Goal of the exercise: Pull out each line of the data below that contains the string "flag". Case matters.

Information shown:
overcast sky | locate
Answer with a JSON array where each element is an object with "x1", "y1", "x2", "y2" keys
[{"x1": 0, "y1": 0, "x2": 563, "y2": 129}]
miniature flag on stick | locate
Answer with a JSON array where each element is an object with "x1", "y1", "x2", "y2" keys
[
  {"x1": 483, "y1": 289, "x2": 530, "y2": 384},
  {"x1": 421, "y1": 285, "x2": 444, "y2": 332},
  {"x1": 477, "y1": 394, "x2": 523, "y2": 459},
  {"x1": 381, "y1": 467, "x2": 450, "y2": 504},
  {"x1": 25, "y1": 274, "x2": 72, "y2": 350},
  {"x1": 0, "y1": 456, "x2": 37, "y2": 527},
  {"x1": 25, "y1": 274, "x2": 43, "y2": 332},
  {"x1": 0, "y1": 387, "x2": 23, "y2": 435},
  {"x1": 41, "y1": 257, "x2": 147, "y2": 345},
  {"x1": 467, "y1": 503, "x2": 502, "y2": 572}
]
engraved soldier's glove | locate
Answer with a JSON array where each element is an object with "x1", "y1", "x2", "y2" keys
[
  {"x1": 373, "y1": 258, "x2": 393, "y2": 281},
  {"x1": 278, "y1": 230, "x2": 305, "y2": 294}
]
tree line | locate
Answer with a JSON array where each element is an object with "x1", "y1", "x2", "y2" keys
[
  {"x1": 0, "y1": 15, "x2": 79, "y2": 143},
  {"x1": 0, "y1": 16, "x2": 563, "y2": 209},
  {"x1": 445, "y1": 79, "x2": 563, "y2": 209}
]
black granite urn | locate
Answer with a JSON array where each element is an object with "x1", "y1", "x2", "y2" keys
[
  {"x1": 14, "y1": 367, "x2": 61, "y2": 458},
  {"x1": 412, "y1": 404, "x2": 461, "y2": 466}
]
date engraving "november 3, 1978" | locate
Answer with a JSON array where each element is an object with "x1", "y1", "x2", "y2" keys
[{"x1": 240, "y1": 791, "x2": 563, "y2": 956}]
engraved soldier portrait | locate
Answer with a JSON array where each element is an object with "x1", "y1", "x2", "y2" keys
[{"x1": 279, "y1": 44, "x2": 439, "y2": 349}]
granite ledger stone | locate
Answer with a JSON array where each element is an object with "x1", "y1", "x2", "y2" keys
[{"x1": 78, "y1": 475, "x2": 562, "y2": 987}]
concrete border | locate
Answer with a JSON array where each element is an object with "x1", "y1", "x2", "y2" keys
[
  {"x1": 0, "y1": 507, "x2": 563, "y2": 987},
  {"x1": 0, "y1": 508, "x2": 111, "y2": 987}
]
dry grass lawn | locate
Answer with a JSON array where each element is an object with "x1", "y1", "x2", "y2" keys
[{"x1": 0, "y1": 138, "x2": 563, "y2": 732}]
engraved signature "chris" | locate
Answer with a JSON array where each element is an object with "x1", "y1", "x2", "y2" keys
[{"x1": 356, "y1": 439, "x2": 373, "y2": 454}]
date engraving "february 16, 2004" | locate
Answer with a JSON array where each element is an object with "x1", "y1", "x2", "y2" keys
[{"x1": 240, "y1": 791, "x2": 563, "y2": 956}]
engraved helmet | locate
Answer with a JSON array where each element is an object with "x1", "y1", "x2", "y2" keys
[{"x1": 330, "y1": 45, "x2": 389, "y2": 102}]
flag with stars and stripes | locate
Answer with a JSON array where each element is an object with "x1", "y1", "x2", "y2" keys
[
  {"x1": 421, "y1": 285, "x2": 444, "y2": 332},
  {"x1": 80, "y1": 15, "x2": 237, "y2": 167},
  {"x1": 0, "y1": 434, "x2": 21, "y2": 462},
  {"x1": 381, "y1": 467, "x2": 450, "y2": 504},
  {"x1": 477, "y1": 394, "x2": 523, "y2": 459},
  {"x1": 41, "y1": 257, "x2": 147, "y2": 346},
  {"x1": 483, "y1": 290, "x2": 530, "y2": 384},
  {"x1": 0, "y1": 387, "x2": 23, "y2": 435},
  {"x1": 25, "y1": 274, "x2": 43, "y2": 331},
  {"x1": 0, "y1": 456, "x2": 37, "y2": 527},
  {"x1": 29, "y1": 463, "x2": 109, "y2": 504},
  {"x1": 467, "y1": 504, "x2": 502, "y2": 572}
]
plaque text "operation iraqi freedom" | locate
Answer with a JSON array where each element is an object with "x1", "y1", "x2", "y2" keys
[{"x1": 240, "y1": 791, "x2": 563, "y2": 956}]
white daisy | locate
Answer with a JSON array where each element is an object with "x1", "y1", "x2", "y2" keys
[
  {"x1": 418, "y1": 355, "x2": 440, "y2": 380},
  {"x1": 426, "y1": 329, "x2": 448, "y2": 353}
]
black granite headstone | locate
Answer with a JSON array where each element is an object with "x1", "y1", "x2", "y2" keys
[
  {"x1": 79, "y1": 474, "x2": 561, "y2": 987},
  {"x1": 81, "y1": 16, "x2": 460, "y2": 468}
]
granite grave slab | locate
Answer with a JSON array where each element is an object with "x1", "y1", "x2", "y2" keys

Written answer:
miniature flag on stick | locate
flag with stars and stripes | locate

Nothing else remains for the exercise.